Studio album by 16-17
- Released: May 10, 1994
- Recorded: 1994
- Genre: Industrial, punk jazz
- Length: 62:21
- Label: Pathological / Big Cat / Savage Land
- Producer: Kevin Martin

16-17 chronology
| When All Else Fails... (2005) | Gyatso (1994) | Human Distortion (1998) |

= Gyatso (album) =

Gyatso is the final studio album by industrial punk jazz band 16-17, released on May 10, 1994 by Pathological Records and Big Cat Records, re-released by Savage Land 2008.

==Reception==

AllMusic staff writer William York calls Gyatso a "a take-no-prisoners piece of industrial hardcore jazz".

Professional ratings
Review scores
| Source | Rating |
| AllMusic |  |

==Track listing==
All tracks composed by Alex Buess, Markus Kneubuehler and Knut Remond (16-17)

Data section ▸
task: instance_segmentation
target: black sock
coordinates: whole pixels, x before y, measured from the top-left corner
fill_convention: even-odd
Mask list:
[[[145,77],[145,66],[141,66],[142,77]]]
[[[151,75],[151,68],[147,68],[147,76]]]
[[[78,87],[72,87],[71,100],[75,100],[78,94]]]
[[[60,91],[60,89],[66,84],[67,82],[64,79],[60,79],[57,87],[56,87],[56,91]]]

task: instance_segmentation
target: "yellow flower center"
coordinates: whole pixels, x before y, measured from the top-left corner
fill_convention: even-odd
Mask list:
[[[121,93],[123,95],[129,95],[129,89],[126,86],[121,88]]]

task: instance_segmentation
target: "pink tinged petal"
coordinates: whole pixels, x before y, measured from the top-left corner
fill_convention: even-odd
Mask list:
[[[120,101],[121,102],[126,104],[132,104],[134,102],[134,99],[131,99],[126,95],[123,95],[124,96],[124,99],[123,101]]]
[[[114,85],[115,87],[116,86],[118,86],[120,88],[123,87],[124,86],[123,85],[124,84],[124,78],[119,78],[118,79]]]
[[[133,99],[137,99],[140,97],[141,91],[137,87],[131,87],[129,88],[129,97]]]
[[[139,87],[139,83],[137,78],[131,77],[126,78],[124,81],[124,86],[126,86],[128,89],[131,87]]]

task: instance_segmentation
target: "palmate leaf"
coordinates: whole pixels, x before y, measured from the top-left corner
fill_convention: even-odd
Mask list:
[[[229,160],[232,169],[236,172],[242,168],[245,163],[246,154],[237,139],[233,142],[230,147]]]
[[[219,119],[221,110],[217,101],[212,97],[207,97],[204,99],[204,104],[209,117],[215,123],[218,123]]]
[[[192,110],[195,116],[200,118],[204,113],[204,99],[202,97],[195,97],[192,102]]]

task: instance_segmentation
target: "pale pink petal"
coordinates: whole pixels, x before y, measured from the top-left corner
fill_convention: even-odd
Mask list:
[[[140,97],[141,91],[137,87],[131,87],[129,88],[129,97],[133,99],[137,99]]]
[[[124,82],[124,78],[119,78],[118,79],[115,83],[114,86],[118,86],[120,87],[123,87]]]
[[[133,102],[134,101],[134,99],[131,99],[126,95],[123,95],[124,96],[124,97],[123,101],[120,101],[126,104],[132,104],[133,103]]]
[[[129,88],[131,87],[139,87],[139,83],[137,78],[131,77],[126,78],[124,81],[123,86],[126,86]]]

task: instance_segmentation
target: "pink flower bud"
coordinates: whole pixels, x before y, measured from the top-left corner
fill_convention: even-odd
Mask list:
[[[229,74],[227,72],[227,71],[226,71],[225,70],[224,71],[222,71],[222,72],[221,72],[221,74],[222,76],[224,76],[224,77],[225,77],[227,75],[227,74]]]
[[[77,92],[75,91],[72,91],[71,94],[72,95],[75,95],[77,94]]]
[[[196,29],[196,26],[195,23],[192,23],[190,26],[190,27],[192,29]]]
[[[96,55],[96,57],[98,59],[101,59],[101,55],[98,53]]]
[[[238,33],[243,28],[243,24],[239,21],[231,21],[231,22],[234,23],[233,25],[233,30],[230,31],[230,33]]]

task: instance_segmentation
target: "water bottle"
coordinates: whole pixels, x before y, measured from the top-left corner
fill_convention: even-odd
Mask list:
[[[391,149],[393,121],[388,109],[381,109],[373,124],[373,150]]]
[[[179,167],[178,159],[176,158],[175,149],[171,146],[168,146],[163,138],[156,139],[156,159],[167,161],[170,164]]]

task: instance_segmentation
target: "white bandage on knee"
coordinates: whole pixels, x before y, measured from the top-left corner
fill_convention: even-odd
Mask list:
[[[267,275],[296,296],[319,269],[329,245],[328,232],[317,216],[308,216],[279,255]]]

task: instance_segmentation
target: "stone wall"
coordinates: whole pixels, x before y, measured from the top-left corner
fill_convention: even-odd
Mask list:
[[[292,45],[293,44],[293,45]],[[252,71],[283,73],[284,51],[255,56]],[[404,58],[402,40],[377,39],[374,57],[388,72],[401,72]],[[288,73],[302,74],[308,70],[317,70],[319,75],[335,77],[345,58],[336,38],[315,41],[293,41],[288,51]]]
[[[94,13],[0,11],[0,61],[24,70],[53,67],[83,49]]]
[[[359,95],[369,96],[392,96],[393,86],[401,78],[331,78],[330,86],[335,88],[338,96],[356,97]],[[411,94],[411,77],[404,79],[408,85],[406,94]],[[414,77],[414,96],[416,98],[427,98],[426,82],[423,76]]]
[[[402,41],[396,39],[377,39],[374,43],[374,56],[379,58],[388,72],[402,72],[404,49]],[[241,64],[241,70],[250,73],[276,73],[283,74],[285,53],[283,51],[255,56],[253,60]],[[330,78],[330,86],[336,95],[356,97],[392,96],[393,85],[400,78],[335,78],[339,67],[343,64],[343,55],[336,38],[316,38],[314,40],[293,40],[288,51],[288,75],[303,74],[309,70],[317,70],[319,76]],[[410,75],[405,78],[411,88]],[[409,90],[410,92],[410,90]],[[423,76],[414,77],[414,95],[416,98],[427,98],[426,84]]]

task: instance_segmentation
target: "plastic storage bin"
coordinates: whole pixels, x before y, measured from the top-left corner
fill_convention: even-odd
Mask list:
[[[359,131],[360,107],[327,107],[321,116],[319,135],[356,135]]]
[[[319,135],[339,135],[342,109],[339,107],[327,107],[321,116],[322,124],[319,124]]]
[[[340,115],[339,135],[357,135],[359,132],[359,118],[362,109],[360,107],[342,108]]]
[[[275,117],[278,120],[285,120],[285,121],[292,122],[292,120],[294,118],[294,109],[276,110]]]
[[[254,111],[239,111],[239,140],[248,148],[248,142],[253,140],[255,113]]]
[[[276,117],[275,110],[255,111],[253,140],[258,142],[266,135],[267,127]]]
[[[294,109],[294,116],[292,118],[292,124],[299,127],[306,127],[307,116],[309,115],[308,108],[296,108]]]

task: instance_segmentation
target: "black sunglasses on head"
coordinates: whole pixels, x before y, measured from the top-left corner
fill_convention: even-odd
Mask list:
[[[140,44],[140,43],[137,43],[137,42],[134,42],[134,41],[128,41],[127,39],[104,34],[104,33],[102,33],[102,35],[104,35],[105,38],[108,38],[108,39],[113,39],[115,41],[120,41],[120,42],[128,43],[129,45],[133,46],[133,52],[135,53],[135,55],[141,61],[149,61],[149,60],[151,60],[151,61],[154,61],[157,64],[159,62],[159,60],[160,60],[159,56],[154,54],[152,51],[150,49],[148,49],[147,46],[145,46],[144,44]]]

Set of tasks ▸
#1 Which record labels does the Gyatso album article name for releasing or re-releasing the album?
#2 Extend the Gyatso album article past its final line.
The records were taken from a separate source and are not related to the Gyatso album article.

Results by task ▸
#1 Pathological, Big Cat, Savage Land

#2
| No. | Title | Length |
|---|---|---|
| 1. | "Attack->Impulse" | 6:31 |
| 2. | "Intravenous" | 5:26 |
| 3. | "Vertebrae" | 5:01 |
| 4. | "Fall Of The West" | 2:58 |
| 5. | "Black And Blue" | 6:23 |
| 6. | "Two Way Mirror" | 4:03 |
| 7. | "The Trawler" | 5:59 |
| 8. | "Motor" | 6:26 |
| 9. | "Flamethrower" | 2:51 |
| 10. | "Solo" | 3:28 |
| 11. | "White Out" | 3:08 |
| 12. | "The Trawler (Dredged Up Mix)" | 4:06 |
| 13. | "Motor (Alien Body Mix)" | 6:34 |

==Personnel==
Adapted from the Gyatso liner notes.

- 16-17
- Alex Buess – saxophones, bassclarinet, electronics
- Knut Remond – drums, percussion
- Markus Kneubühler – guitar, synths
- Additional musicians and production
- Kevin Martin – production, samples
- G.C.Green – bass
- Tony Cousins – mastering (1993)
- Weasel Walter – mastering (2008)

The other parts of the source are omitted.